■ ACTION ITEM ■
Go to the line that contains "Pinpoint each parked" and transcribe from there to the end of the entries, that line and the last one included.

::::::::

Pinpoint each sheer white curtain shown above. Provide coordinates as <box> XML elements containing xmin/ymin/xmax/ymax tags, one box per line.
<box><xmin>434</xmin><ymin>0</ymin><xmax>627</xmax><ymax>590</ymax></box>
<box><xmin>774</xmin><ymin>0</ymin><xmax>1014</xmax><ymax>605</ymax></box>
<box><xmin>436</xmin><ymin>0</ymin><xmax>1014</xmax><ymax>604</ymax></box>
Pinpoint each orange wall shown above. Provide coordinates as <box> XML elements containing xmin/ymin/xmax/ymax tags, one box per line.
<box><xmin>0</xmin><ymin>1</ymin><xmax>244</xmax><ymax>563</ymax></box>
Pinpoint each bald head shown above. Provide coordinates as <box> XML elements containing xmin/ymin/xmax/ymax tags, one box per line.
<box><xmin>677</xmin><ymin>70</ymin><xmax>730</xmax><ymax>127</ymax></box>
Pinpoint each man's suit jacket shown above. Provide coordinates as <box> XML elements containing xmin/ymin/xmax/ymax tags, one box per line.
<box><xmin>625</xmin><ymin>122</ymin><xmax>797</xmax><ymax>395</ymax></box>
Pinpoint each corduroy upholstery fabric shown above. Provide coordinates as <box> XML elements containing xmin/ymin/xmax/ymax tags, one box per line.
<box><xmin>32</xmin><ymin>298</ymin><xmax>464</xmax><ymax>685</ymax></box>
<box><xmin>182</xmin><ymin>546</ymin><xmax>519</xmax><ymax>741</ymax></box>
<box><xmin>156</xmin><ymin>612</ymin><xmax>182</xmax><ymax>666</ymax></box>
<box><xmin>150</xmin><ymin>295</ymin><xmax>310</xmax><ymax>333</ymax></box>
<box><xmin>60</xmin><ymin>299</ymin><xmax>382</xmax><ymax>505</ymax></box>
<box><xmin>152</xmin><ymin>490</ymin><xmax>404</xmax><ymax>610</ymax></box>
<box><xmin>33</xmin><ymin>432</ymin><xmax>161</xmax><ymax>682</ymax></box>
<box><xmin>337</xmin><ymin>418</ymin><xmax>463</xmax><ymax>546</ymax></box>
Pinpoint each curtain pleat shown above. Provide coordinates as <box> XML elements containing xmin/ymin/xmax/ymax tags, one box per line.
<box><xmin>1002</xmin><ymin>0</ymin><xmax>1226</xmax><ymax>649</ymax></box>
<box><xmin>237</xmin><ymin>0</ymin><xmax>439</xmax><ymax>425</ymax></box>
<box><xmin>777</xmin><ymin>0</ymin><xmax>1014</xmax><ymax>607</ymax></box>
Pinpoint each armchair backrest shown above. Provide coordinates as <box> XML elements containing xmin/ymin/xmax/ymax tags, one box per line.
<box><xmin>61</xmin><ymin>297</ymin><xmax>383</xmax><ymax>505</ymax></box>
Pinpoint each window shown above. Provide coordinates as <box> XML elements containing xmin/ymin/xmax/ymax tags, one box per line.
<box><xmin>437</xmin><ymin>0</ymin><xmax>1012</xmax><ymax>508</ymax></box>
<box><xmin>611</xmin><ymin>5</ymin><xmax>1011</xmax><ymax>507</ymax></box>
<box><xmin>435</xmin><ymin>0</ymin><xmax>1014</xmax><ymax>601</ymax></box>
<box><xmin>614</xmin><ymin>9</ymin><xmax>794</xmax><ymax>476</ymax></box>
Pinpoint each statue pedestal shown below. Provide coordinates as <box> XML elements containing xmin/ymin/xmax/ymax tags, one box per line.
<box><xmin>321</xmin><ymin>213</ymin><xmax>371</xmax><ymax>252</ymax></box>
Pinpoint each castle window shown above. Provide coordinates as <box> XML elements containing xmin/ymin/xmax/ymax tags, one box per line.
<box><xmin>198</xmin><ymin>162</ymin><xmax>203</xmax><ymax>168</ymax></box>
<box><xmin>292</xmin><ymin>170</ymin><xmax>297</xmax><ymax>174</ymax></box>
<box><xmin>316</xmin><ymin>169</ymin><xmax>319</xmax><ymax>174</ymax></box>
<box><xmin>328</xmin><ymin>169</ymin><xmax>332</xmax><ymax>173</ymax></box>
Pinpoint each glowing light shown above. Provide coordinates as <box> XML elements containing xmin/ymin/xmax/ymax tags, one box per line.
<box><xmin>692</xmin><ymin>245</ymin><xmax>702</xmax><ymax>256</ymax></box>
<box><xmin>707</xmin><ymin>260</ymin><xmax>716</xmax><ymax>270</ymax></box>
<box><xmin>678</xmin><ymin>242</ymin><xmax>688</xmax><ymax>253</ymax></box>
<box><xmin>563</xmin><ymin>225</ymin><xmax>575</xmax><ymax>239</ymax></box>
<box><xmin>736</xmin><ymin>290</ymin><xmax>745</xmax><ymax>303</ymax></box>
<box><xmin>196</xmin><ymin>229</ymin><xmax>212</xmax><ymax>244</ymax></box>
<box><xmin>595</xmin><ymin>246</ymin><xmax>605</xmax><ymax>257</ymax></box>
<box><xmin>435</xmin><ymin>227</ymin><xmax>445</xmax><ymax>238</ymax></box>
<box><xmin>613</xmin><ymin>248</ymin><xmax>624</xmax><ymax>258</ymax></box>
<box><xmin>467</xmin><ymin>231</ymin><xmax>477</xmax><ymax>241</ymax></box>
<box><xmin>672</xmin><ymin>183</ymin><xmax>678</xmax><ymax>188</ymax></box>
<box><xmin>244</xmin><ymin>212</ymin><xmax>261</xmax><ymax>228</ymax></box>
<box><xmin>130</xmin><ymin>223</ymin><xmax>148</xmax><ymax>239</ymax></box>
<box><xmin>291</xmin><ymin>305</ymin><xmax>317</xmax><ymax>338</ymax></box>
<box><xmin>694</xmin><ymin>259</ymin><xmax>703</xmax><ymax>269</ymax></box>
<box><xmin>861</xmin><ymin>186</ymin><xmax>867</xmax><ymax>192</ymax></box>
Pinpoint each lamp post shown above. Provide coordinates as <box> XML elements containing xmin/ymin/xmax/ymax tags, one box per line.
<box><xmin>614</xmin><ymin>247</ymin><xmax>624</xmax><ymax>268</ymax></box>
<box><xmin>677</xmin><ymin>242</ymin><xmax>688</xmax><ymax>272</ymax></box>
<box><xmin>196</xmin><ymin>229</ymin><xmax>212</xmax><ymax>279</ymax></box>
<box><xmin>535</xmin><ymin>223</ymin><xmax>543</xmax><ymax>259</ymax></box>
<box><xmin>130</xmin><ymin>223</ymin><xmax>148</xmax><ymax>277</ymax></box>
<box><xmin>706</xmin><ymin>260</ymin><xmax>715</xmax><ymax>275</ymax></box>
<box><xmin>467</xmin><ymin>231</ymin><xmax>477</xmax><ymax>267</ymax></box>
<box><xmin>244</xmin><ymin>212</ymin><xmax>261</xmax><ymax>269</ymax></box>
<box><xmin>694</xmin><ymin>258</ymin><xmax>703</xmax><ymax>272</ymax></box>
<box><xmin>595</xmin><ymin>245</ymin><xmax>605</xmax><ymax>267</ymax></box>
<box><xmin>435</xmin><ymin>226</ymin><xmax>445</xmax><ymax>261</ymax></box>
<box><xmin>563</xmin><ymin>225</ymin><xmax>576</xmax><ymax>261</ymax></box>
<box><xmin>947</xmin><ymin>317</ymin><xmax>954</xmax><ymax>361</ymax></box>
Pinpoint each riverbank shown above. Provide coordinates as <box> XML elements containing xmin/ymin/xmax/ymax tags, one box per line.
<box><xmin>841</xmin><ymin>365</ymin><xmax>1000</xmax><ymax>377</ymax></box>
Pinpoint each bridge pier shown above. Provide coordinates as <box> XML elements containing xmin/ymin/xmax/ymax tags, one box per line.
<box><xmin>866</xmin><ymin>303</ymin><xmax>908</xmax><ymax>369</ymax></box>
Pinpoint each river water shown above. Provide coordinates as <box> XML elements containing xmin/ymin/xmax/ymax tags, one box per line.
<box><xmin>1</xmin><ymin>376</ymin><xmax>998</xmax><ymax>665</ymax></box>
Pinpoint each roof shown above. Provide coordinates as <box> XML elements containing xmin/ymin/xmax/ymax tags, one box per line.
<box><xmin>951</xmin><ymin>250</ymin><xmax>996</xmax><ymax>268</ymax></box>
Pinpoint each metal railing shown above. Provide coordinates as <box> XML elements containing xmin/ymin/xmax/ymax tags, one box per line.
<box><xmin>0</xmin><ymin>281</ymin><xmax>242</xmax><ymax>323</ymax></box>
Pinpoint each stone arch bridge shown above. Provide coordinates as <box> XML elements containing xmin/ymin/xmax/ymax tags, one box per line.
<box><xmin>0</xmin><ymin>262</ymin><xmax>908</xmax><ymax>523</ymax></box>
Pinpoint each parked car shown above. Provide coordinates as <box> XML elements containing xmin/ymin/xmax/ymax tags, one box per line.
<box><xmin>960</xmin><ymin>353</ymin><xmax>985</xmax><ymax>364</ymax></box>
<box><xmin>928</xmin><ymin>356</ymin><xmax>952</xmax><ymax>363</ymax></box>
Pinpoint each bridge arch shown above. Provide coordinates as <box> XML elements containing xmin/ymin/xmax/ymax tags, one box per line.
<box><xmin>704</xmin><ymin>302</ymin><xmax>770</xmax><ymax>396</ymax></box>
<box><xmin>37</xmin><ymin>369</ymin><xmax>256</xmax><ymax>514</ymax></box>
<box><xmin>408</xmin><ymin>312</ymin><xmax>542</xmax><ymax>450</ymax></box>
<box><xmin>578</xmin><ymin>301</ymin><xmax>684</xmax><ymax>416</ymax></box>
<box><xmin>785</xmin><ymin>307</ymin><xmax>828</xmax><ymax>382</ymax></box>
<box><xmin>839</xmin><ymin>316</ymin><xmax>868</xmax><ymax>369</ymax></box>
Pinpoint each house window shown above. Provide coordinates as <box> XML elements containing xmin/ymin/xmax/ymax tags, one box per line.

::::::::

■ EXERCISE OUTPUT ■
Pinpoint each parked car shown above. Provide coordinates as <box> XML elements containing xmin/ymin/xmax/ymax tags, one box per line.
<box><xmin>960</xmin><ymin>353</ymin><xmax>985</xmax><ymax>364</ymax></box>
<box><xmin>928</xmin><ymin>356</ymin><xmax>952</xmax><ymax>363</ymax></box>
Pinpoint each bridge arch shown above. Provide coordinates as <box> XML elements containing xmin/ymin/xmax/ymax tags, one box per line.
<box><xmin>704</xmin><ymin>302</ymin><xmax>770</xmax><ymax>396</ymax></box>
<box><xmin>37</xmin><ymin>369</ymin><xmax>256</xmax><ymax>514</ymax></box>
<box><xmin>408</xmin><ymin>312</ymin><xmax>542</xmax><ymax>450</ymax></box>
<box><xmin>578</xmin><ymin>301</ymin><xmax>684</xmax><ymax>416</ymax></box>
<box><xmin>785</xmin><ymin>307</ymin><xmax>828</xmax><ymax>382</ymax></box>
<box><xmin>839</xmin><ymin>316</ymin><xmax>868</xmax><ymax>369</ymax></box>
Pinpoint each house window shown above. Provide coordinates as <box> XML elements containing xmin/ymin/xmax/ymax tags, one box per line.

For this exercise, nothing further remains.